• **WHAT IS REQUIRED**
Print all records exactly, leaving nothing out.

• **ENTRIES SUPPLIED**

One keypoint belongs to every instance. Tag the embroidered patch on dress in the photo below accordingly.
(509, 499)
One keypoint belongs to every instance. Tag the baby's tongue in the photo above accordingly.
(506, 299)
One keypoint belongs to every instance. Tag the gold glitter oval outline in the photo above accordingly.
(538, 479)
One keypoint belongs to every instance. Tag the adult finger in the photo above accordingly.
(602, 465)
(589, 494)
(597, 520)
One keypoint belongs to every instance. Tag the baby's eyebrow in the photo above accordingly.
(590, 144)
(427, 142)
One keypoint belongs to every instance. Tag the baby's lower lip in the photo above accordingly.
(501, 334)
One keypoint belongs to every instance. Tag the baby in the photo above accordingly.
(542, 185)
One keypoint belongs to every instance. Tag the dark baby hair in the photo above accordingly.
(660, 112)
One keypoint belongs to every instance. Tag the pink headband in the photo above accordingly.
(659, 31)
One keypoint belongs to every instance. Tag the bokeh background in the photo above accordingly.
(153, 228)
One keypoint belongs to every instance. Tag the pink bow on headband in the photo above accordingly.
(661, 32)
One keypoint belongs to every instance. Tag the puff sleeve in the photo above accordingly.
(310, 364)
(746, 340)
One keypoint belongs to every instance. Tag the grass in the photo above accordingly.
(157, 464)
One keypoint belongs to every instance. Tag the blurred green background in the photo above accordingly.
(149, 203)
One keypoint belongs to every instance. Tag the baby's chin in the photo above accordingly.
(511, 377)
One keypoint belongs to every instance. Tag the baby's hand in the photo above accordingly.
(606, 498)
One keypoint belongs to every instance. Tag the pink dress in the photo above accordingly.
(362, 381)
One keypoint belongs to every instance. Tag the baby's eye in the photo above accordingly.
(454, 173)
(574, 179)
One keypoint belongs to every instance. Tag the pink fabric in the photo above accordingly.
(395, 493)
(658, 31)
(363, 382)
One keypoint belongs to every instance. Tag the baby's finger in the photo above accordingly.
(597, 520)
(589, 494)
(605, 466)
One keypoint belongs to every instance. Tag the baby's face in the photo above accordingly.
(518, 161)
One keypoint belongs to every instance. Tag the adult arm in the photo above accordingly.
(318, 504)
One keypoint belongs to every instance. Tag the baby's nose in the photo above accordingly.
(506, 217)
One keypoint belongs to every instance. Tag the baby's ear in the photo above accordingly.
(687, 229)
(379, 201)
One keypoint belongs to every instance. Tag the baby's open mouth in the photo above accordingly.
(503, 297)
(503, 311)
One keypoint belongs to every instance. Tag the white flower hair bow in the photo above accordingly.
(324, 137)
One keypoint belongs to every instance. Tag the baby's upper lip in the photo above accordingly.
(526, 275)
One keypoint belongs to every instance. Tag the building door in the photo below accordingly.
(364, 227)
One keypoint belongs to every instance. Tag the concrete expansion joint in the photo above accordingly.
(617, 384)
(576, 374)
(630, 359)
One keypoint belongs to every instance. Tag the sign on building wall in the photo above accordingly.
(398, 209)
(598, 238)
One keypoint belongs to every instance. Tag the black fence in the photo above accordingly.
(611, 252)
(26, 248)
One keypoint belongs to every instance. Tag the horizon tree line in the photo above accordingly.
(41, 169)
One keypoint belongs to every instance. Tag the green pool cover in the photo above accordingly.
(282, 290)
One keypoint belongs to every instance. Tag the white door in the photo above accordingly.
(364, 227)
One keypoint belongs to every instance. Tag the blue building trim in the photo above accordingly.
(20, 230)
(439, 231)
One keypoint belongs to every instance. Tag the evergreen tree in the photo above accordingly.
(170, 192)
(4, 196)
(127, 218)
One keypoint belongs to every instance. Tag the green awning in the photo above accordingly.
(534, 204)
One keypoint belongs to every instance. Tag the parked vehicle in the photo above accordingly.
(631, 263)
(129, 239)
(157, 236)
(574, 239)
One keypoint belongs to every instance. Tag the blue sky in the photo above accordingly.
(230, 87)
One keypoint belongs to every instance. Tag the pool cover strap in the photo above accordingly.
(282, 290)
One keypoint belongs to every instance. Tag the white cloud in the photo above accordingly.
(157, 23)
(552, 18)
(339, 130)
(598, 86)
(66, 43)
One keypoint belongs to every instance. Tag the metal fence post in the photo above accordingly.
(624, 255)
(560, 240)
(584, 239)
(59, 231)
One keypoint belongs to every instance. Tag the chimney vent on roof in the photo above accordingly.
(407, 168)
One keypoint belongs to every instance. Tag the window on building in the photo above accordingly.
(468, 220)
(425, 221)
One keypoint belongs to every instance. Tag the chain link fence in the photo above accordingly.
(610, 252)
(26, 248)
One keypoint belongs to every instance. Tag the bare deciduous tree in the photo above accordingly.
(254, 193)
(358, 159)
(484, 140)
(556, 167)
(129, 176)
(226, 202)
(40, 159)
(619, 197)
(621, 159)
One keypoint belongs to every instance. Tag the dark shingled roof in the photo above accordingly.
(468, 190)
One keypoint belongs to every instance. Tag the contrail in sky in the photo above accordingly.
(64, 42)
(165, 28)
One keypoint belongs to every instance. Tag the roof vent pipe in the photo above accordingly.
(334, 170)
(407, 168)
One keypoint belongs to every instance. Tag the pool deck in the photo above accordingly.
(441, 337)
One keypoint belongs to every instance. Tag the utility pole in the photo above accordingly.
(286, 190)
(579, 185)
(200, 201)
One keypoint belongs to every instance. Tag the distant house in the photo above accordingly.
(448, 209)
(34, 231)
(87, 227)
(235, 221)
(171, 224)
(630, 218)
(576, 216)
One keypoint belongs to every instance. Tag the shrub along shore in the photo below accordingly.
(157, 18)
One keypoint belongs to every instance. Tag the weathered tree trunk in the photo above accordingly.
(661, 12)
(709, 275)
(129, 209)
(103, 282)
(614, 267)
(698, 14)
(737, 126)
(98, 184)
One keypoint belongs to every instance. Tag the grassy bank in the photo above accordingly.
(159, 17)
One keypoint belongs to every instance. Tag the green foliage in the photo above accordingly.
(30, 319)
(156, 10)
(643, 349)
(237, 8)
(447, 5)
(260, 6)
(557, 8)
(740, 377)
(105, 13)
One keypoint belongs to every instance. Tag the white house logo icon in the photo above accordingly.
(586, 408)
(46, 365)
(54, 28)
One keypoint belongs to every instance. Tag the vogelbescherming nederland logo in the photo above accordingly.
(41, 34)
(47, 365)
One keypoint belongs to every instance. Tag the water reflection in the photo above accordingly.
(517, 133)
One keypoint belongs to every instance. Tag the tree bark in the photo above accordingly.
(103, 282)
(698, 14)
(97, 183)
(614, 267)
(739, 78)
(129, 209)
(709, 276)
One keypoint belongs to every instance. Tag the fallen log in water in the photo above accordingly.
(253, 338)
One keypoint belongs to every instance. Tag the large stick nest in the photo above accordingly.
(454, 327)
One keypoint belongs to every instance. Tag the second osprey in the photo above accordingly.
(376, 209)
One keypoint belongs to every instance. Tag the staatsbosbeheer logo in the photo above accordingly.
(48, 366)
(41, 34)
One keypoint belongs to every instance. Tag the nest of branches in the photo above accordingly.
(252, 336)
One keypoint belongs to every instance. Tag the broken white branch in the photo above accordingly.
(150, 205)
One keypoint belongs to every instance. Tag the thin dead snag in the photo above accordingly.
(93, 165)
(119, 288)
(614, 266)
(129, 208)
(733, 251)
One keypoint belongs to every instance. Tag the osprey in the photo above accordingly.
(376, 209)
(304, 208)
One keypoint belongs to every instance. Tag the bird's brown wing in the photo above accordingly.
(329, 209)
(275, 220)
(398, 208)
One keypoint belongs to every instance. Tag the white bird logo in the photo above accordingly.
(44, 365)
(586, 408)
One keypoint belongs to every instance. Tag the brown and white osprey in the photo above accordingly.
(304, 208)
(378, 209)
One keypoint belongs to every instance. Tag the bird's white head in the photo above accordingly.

• **RESULT FOR THIS EXERCISE**
One keypoint belongs to every instance. Tag the embroidered patch on dress in the photo below accordingly.
(509, 499)
One keypoint belongs to every instance. Tag the baby's tongue in the photo above accordingly.
(506, 299)
One keypoint belongs to every instance. Tag the gold glitter oval outline in the photo above accordingly.
(538, 479)
One keypoint belongs to every instance. Tag the adult finger in the photo above accordingly.
(602, 465)
(589, 494)
(597, 520)
One keypoint belongs to every instance. Tag the baby's eyebrow in the photo above accordingly.
(590, 144)
(427, 142)
One keypoint belongs to every instance. Tag the baby's lower lip in the photo above accordingly.
(501, 334)
One keypoint belongs to every instance. Tag the baby in the photo above accordingly.
(542, 185)
One keypoint belongs to every instance. Tag the dark baby hair in the photo above accordingly.
(660, 112)
One keypoint belongs to every instance. Tag the pink headband in the photo above accordingly.
(659, 31)
One keypoint belongs to every instance. Tag the bokeh background in the photo above accordingly.
(153, 228)
One keypoint belongs to every instance. Tag the pink bow on headband in the photo above accordingly.
(661, 32)
One keypoint belongs to every instance. Tag the puff sleeve in the photo above accordingly.
(310, 364)
(746, 340)
One keypoint belongs to every instance. Tag the grass in the photo above accordingly.
(157, 464)
One keypoint belongs to every instance. Tag the blurred green background in the photo above accordingly.
(149, 203)
One keypoint belongs to every instance. Tag the baby's chin in the photo above accordingly.
(511, 377)
One keypoint belongs to every instance. Tag the baby's hand in the photo above accordingly.
(606, 498)
One keypoint belongs to every instance. Tag the pink dress in the photo above accordingly.
(362, 381)
One keypoint belongs to every instance. Tag the baby's eye in the photo above accordingly.
(454, 173)
(574, 179)
One keypoint belongs to every instance. Tag the pink fabric in the photo above accordingly.
(395, 493)
(658, 31)
(363, 382)
One keypoint belongs to every instance. Tag the baby's finger in the photo above accordingly.
(597, 520)
(589, 494)
(605, 466)
One keypoint belongs to every instance. Tag the baby's face in the photo above accordingly.
(518, 161)
One keypoint belongs to every instance. Tag the adult arm in the photo above accordingly.
(318, 504)
One keypoint belongs to every instance. Tag the baby's nose in the photo above accordingly.
(506, 217)
One keypoint belongs to every instance. Tag the baby's ear in the photo above accordingly.
(687, 229)
(379, 201)
One keypoint belongs to every instance. Tag the baby's open mouth in the photo above accordingly.
(503, 297)
(503, 311)
One keypoint belongs to every instance. Tag the white flower hair bow in the photo above accordingly.
(324, 137)
One keypoint belongs to every instance. Tag the baby's upper lip in the photo above accordingly.
(526, 275)
One keypoint belongs to every instance. Tag the building door in the photo below accordingly.
(364, 227)
One keypoint belongs to every instance. Tag the concrete expansion joint in the photo above accordingly.
(617, 384)
(576, 374)
(630, 359)
One keypoint belongs to every instance. Tag the sign on building wall in the photo above accordingly.
(398, 209)
(598, 238)
One keypoint belongs to every instance. Tag the black fence in the photo above accordingly.
(611, 252)
(26, 248)
One keypoint belongs to every instance. Tag the horizon tree line in the photo above accordingly.
(41, 169)
One keypoint belongs to every instance. Tag the green pool cover in the photo above accordingly.
(282, 290)
One keypoint belongs to every instance. Tag the white door in the photo above accordingly.
(364, 227)
One keypoint belongs to every instance. Tag the blue building trim in the photo above accordingly.
(20, 230)
(439, 231)
One keypoint belongs to every instance. Tag the evergreen tree in the photo above accordingly.
(170, 192)
(4, 196)
(127, 218)
One keypoint belongs to every instance. Tag the green awning in the photo above accordingly.
(534, 204)
One keypoint belongs to every instance. Tag the parked vehicle in the photo above accordingly.
(631, 263)
(129, 239)
(157, 236)
(574, 239)
One keypoint belongs to every instance. Tag the blue sky in the photo above accordingly.
(230, 87)
One keypoint belongs to every instance. Tag the pool cover strap in the photo above accordingly.
(282, 290)
One keypoint belongs to every instance. Tag the white cloud in the photo above accordingly.
(157, 23)
(552, 18)
(339, 130)
(598, 86)
(66, 43)
One keypoint belongs to every instance. Tag the metal fence post in the photo above accordingly.
(624, 255)
(560, 240)
(584, 239)
(59, 231)
One keypoint belongs to every instance. Tag the chimney vent on roof in the photo above accordingly.
(407, 168)
One keypoint belongs to every instance. Tag the window on building in the photo above accordingly.
(468, 220)
(425, 221)
One keypoint belongs to every instance. Tag the chain link fence in the photo above accordingly.
(610, 252)
(26, 248)
One keypoint belongs to every instance. Tag the bare deciduous tree in the photo above accordingly.
(254, 193)
(358, 159)
(484, 140)
(556, 167)
(129, 176)
(226, 202)
(40, 159)
(619, 197)
(621, 159)
One keypoint belongs to every instance. Tag the dark shingled roof in the photo above accordingly.
(468, 190)
One keypoint belongs to every instance. Tag the contrail in sky in the photo above accordingly.
(64, 42)
(165, 28)
One keypoint belongs to every instance. Tag the roof vent pipe in the photo above accordingly.
(334, 170)
(407, 168)
One keypoint belongs to every instance. Tag the pool deck in the photo above accordingly.
(441, 337)
One keypoint belongs to every instance. Tag the utility pole in the photo above accordingly.
(286, 190)
(579, 185)
(200, 201)
One keypoint belongs to every instance. Tag the distant house in the photo above accordingly.
(448, 209)
(34, 231)
(87, 227)
(235, 221)
(171, 224)
(630, 218)
(576, 216)
One keypoint belongs to every instance. Tag the shrub along shore in the photo below accordingly.
(157, 18)
One keypoint belongs to every instance. Tag the weathered tree trunk in the photo above accordingly.
(661, 12)
(709, 275)
(129, 209)
(103, 282)
(614, 267)
(698, 14)
(737, 126)
(98, 184)
One keypoint belongs to every instance. Tag the grassy bank in the photo above accordingly.
(159, 17)
One keypoint belongs to every instance. Tag the green foliage in the photo above accordingly.
(30, 319)
(156, 10)
(643, 349)
(237, 8)
(447, 5)
(260, 6)
(557, 8)
(740, 377)
(105, 13)
One keypoint belongs to every instance. Tag the white house logo icon in the photo above accordingly.
(586, 408)
(46, 365)
(54, 28)
One keypoint belongs to every instance. Tag the vogelbescherming nederland logo in the photo above accordingly.
(41, 34)
(47, 365)
One keypoint belongs to every instance. Tag the water reflection in the photo above accordingly.
(517, 133)
One keypoint belongs to every instance. Tag the tree bark in the photo above accordingly.
(103, 282)
(698, 14)
(97, 183)
(614, 267)
(739, 78)
(129, 209)
(709, 276)
One keypoint belongs to every instance. Tag the fallen log in water in the photo above accordingly.
(253, 338)
One keypoint belongs to every instance. Tag the large stick nest in the photo above accordingly.
(454, 327)
One keypoint belongs to every instance. Tag the second osprey in the photo above accordingly.
(376, 209)
One keypoint belongs to every instance. Tag the staatsbosbeheer logo in the photo above accordingly.
(48, 366)
(41, 34)
One keypoint belongs to every instance. Tag the nest of branches in the photo above accordingly.
(252, 336)
One keypoint belongs to every instance. Tag the broken white branch in the photo above accordingly.
(150, 205)
One keypoint belongs to every instance. Tag the thin dead snag in the photo above accordingly.
(93, 165)
(119, 288)
(614, 266)
(129, 208)
(733, 251)
One keypoint belongs to every instance. Tag the osprey in the photo above accordingly.
(376, 209)
(304, 208)
One keypoint belongs to every instance. Tag the bird's brown wing in the photo above accordingly.
(329, 209)
(275, 220)
(398, 208)
One keypoint belongs to every instance. Tag the white bird logo in the photo above accordingly.
(44, 365)
(586, 408)
One keypoint belongs to every instance. Tag the brown and white osprey in the photo above accordingly.
(304, 208)
(378, 209)
One keypoint belongs to every instance. Tag the bird's white head in the photo above accordingly.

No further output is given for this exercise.